* [Exercise aim]
Rescale the coordinates in the answers: write out every line from the one containing "In this exercise you will point out the street" through the end of the records below, with each answer coordinate multiplied by 0.85 and rounded to a whole number, halves up. Copy all other lines and numbers, including the format samples, unchanged.

* [Dataset entries]

● ● ●

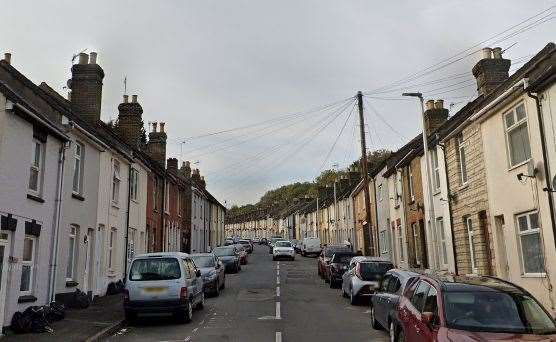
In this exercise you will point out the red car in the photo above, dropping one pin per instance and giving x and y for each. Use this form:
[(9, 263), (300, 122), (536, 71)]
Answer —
[(470, 308)]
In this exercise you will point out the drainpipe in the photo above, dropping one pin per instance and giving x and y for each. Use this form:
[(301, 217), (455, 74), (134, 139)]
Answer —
[(454, 252), (127, 221), (546, 173), (57, 218)]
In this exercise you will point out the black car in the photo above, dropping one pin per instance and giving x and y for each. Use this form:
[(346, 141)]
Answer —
[(212, 271), (337, 267), (229, 256), (385, 300)]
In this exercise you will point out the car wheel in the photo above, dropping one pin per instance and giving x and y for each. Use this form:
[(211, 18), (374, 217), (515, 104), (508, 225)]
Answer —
[(130, 317), (201, 303), (352, 297), (374, 322)]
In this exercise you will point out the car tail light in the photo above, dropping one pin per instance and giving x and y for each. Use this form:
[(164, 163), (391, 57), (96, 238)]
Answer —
[(183, 293)]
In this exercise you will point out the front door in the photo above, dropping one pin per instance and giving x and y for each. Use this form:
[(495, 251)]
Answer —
[(3, 274)]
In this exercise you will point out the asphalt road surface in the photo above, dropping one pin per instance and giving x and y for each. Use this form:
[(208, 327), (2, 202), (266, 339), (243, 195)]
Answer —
[(266, 301)]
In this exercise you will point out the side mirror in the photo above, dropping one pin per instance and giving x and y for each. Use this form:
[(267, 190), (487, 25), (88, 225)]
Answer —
[(428, 318)]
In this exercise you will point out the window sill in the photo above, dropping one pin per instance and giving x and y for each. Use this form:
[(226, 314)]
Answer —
[(26, 299), (71, 283), (533, 275), (35, 198), (77, 197), (518, 165)]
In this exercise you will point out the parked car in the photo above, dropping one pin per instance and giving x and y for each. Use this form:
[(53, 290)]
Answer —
[(163, 283), (229, 256), (384, 303), (470, 308), (241, 249), (283, 249), (212, 271), (247, 245), (363, 277), (272, 242), (337, 267), (325, 255), (310, 246)]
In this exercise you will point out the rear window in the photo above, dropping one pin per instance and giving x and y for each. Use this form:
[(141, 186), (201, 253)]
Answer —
[(331, 251), (342, 258), (155, 269)]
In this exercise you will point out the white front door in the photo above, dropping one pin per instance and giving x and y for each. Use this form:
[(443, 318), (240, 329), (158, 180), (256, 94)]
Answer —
[(3, 275), (89, 250)]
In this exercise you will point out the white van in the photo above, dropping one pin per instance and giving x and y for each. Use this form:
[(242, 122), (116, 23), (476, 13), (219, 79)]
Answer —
[(310, 246), (163, 283)]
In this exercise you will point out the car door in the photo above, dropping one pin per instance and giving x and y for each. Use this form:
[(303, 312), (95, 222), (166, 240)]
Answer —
[(414, 326), (378, 301)]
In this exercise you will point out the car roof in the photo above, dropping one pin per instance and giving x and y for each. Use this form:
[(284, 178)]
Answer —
[(473, 283), (162, 254)]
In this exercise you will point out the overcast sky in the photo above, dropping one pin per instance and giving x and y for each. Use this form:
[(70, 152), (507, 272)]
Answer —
[(205, 66)]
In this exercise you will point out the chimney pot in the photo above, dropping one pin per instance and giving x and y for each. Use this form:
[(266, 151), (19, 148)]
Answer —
[(83, 58), (487, 53), (497, 53)]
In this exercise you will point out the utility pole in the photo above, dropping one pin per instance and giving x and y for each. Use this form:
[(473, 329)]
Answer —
[(367, 235)]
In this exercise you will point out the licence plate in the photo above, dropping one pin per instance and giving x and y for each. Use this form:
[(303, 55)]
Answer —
[(155, 289)]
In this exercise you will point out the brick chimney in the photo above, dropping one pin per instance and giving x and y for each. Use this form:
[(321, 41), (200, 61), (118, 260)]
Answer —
[(130, 121), (86, 87), (491, 70), (156, 147), (435, 115), (172, 164), (186, 169)]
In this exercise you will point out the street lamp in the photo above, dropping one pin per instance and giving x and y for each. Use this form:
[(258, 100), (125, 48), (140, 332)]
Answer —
[(428, 168)]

● ● ●

* [Response to the exercise]
In this exercise you will point out the street lamp in the photo above, dropping one pin per instance and giving x and y for each. Use this form:
[(258, 100), (125, 48), (140, 332)]
Answer —
[(364, 143)]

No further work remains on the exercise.